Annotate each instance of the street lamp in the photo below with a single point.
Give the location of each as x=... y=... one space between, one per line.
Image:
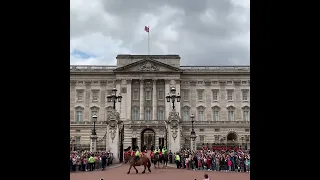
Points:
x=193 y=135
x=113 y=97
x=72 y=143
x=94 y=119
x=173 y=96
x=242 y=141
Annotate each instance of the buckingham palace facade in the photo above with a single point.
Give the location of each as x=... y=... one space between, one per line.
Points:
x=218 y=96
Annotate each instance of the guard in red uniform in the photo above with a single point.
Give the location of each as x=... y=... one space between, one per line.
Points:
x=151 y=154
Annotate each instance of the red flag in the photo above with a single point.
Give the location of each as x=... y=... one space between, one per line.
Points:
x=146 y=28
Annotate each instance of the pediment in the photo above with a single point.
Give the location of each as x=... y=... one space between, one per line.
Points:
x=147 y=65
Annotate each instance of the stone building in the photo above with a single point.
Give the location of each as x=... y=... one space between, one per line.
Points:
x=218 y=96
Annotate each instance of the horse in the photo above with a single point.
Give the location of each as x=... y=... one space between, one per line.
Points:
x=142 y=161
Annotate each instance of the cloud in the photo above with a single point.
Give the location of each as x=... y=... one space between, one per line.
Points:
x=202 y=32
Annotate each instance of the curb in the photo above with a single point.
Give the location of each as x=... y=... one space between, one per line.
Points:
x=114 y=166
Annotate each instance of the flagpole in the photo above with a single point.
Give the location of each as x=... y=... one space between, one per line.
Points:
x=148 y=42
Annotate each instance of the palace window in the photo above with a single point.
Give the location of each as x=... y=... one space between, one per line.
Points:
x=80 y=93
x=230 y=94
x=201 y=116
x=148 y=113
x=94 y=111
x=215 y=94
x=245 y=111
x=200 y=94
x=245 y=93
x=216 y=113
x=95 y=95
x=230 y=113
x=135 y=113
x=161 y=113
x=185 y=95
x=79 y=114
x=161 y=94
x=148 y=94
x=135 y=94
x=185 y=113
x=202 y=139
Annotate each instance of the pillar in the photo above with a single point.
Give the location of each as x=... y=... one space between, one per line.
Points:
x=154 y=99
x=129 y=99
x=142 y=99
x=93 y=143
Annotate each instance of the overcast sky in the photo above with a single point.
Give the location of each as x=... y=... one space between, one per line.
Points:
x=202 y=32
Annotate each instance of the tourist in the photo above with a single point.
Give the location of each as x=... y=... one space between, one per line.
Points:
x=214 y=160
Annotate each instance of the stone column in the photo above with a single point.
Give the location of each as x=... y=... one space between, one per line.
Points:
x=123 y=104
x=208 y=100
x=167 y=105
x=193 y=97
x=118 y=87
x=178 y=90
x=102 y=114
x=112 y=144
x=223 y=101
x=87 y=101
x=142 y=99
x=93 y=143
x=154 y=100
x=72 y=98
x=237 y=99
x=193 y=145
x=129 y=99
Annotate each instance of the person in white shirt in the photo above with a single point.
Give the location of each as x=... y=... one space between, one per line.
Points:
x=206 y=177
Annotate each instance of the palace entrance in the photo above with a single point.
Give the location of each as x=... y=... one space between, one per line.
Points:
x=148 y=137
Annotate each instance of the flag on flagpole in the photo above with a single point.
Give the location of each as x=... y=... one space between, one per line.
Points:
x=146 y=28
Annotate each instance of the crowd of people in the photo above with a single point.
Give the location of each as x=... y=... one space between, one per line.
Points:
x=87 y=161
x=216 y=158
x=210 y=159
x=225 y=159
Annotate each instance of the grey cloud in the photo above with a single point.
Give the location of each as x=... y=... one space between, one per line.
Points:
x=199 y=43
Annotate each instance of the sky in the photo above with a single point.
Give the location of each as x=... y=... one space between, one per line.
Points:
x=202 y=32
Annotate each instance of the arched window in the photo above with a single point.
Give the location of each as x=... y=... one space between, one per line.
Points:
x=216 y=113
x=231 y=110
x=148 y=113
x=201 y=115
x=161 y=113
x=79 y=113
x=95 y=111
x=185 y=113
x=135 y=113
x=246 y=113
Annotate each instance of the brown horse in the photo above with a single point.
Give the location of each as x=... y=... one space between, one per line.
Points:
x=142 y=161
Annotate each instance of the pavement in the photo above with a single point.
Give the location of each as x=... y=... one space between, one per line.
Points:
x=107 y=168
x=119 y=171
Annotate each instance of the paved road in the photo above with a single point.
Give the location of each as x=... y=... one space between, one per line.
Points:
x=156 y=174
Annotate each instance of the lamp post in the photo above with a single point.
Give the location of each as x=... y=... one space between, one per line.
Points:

============================================================

For the listing above, identify each line bearing "flagpole".

Annotate each instance of the flagpole in the photo above with a single point.
Annotate each instance of the flag on flagpole in the photo above with a single point.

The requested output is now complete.